(Entries from a dataset)
---

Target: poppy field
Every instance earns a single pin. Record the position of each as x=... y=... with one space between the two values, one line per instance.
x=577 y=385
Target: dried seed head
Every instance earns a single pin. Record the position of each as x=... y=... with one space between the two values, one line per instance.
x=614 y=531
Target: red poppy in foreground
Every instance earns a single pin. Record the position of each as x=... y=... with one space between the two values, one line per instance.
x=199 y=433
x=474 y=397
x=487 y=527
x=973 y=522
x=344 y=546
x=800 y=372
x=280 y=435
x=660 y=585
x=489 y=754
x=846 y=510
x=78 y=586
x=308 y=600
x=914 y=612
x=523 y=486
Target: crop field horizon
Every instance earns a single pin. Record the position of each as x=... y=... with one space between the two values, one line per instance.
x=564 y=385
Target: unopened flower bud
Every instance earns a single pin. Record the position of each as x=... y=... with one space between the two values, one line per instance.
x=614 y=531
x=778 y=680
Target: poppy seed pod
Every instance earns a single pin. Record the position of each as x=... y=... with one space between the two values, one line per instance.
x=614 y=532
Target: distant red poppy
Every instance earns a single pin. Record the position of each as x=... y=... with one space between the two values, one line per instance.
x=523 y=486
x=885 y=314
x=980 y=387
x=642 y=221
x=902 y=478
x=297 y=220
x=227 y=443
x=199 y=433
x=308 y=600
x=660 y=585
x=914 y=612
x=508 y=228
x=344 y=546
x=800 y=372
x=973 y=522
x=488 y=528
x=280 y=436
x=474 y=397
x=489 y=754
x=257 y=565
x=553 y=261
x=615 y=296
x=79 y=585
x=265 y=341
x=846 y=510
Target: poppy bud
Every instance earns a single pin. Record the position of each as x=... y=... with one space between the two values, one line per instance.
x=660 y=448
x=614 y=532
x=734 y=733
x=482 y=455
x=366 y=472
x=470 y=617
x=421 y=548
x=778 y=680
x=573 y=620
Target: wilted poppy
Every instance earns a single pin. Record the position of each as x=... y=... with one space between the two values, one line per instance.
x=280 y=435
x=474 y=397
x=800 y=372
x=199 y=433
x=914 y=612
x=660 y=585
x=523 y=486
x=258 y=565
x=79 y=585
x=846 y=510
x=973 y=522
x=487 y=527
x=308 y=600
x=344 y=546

---

**WHAT THE TASK ASKS:** Rewrite every line of the entries above as a numbered list, skipping any blank lines.

**COMPLETE OUTPUT:**
1. Target: poppy field
2. Every instance earns a single pin. Record the position of each as x=... y=... with one space between the two values, one line per instance.
3. x=577 y=385
4. Target: dried seed head
5. Every instance earns a single pin. Record the position of each as x=... y=... with one space between the two values, one line per instance.
6. x=614 y=531
7. Target: red poppy in foreground
8. Every instance earns a single pin. Record the position of each as x=... y=... with one space between the two values, one line per instance.
9. x=199 y=433
10. x=474 y=397
11. x=487 y=527
12. x=973 y=522
13. x=344 y=546
14. x=800 y=372
15. x=280 y=435
16. x=660 y=585
17. x=489 y=754
18. x=846 y=510
19. x=78 y=586
20. x=308 y=600
21. x=914 y=612
22. x=523 y=486
23. Target: crop field horizon
24. Every instance earns a single pin. Record the position of each as x=... y=... with one space between the two values, one line per instance.
25. x=564 y=385
26. Target: unopened flower bud
27. Every instance earns a single pin. Record the position of each as x=... y=... with one space between the two values, one line per instance.
28. x=614 y=531
29. x=778 y=680
30. Target: poppy seed pod
31. Every instance earns a single pin. Record the position of each as x=... y=... with one space between the two values, one line per instance.
32. x=614 y=532
33. Target: distant red poppy
34. Every instance earns a single pin. Record the position of each as x=... y=... with one space between the two values, one line per instance.
35. x=523 y=486
36. x=885 y=314
37. x=980 y=387
38. x=642 y=221
39. x=902 y=478
40. x=297 y=220
41. x=227 y=443
42. x=199 y=433
43. x=308 y=600
44. x=660 y=585
45. x=914 y=612
46. x=508 y=228
47. x=344 y=546
48. x=800 y=372
49. x=973 y=522
50. x=488 y=528
51. x=280 y=436
52. x=474 y=397
53. x=489 y=754
54. x=257 y=565
55. x=553 y=261
56. x=615 y=296
57. x=79 y=585
58. x=265 y=341
59. x=846 y=510
60. Target: poppy bud
61. Every instance earns a single pin. Record the position of each as x=... y=... with one space between the two values, one line per instance.
62. x=660 y=448
63. x=614 y=532
64. x=734 y=733
65. x=482 y=455
66. x=366 y=472
67. x=470 y=617
68. x=421 y=548
69. x=778 y=680
70. x=573 y=620
71. Target: wilted poppy
72. Every instance earns a single pin. Record the position of each as x=... y=... with one space between the two values, one line per instance.
73. x=280 y=435
74. x=474 y=397
75. x=800 y=372
76. x=199 y=433
77. x=914 y=612
78. x=660 y=585
79. x=523 y=486
80. x=258 y=565
81. x=79 y=585
82. x=846 y=510
83. x=973 y=522
84. x=487 y=527
85. x=308 y=600
86. x=344 y=546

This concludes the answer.